Taking into account leap years:
2000/4 = 500 Leap years
So if you subtract 500 Leap Days from the 500 Days extra it works out great except for the fact that the real tropical year for the earth is ~365.242189 which means after 2000 years you are 484.38 ahead which means that 500-484.38 = 15.62
So you're really 15.62 days ahead after 2000 years or 374.88 Hours or 22492.8 Minutes or 1349568 Seconds. Which means that you're really gaining 674.784 seconds a year or 1.85 seconds a day
Now lets compare the Gregorian Calendar:
Gregorian Calendar:
Calendar Year: 365
Earth's Tropical Year: ~365.242189
Leap Years: Every 4 years except centuries not divisible by 4
Assuming we start at 0 AD and go 2000 years:
Calendar Year: 2000 * 365 = 730000
Tropical Year: 2000 * 365.242189 = 730484.3781
Over 2000 years we've gained ~484.38 days which means we'd be a year and a 4 months ahead. We'd be having Summer weather during Christmas (depending on where you live on the earth as well)

◆ Entries supplied ◆

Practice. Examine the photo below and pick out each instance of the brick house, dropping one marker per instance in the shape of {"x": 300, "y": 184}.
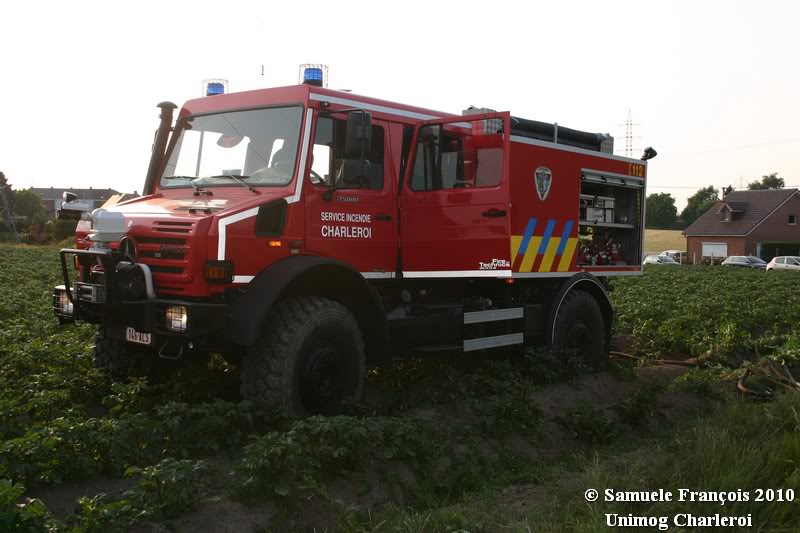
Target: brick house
{"x": 760, "y": 223}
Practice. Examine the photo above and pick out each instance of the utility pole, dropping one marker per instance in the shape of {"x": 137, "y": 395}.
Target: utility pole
{"x": 629, "y": 136}
{"x": 629, "y": 124}
{"x": 6, "y": 216}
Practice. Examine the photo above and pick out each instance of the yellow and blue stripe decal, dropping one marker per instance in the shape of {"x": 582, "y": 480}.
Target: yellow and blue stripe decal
{"x": 545, "y": 253}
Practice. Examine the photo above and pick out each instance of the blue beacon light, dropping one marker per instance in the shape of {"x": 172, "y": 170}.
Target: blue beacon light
{"x": 214, "y": 89}
{"x": 313, "y": 76}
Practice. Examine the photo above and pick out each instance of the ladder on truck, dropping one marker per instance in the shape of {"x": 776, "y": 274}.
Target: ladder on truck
{"x": 6, "y": 216}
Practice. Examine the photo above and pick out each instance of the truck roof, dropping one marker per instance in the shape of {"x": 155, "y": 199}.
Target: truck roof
{"x": 301, "y": 94}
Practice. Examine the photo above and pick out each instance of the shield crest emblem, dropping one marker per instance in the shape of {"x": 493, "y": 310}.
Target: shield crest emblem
{"x": 543, "y": 178}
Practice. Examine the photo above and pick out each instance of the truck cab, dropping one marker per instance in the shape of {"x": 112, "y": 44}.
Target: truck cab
{"x": 306, "y": 233}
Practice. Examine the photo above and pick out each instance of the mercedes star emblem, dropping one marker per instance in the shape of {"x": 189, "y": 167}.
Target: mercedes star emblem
{"x": 127, "y": 248}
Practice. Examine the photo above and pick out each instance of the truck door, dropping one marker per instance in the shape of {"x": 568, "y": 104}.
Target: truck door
{"x": 454, "y": 201}
{"x": 354, "y": 224}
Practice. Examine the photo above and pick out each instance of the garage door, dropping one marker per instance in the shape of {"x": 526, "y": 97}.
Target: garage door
{"x": 716, "y": 249}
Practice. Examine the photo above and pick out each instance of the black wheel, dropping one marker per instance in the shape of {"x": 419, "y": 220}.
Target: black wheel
{"x": 111, "y": 354}
{"x": 308, "y": 360}
{"x": 579, "y": 327}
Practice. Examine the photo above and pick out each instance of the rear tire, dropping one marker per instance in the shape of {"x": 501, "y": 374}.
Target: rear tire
{"x": 308, "y": 360}
{"x": 111, "y": 355}
{"x": 579, "y": 327}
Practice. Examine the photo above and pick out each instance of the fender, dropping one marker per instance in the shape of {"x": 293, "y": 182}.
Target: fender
{"x": 587, "y": 283}
{"x": 317, "y": 276}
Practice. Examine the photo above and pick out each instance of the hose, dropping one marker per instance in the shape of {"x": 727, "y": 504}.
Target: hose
{"x": 777, "y": 375}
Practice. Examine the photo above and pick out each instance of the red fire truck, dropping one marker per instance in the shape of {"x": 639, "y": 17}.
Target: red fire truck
{"x": 306, "y": 233}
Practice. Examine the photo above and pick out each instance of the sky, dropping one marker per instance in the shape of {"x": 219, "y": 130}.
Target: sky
{"x": 713, "y": 86}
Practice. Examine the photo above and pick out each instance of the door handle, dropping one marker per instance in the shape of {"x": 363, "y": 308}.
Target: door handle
{"x": 494, "y": 213}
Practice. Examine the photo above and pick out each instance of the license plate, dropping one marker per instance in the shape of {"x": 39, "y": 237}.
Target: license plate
{"x": 131, "y": 335}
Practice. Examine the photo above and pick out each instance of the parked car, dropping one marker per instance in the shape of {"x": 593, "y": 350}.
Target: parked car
{"x": 784, "y": 262}
{"x": 659, "y": 260}
{"x": 677, "y": 255}
{"x": 746, "y": 261}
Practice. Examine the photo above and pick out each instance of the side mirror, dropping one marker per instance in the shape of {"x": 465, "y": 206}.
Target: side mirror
{"x": 354, "y": 173}
{"x": 358, "y": 135}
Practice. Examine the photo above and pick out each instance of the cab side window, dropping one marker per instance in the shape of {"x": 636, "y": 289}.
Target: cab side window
{"x": 450, "y": 160}
{"x": 328, "y": 153}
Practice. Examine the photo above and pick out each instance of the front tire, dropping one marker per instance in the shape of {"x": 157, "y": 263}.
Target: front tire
{"x": 579, "y": 327}
{"x": 308, "y": 360}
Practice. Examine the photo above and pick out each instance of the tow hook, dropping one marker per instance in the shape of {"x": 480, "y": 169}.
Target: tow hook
{"x": 168, "y": 350}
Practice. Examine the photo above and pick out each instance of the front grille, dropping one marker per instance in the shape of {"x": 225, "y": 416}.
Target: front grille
{"x": 166, "y": 251}
{"x": 170, "y": 226}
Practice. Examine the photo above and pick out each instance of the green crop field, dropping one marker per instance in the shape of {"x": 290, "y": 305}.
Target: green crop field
{"x": 658, "y": 240}
{"x": 510, "y": 442}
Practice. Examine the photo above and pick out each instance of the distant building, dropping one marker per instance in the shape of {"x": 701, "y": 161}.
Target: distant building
{"x": 761, "y": 223}
{"x": 93, "y": 198}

◆ How to complete this task ◆
Do these statements agree with the leap-year text? Answer yes or no for each and quote the words of the text that decide it. (a) The text takes the earth's tropical year to be about 365.242189 days. (b) In its Gregorian comparison, the text gives the calendar year as 366 days. (c) The text's 2000-year calculation starts from 1 AD.

◆ Written answer ◆
(a) Yes: "Earth's Tropical Year: ~365.242189"
(b) No: "Calendar Year: 365"
(c) No: "Assuming we start at 0 AD and go 2000 years"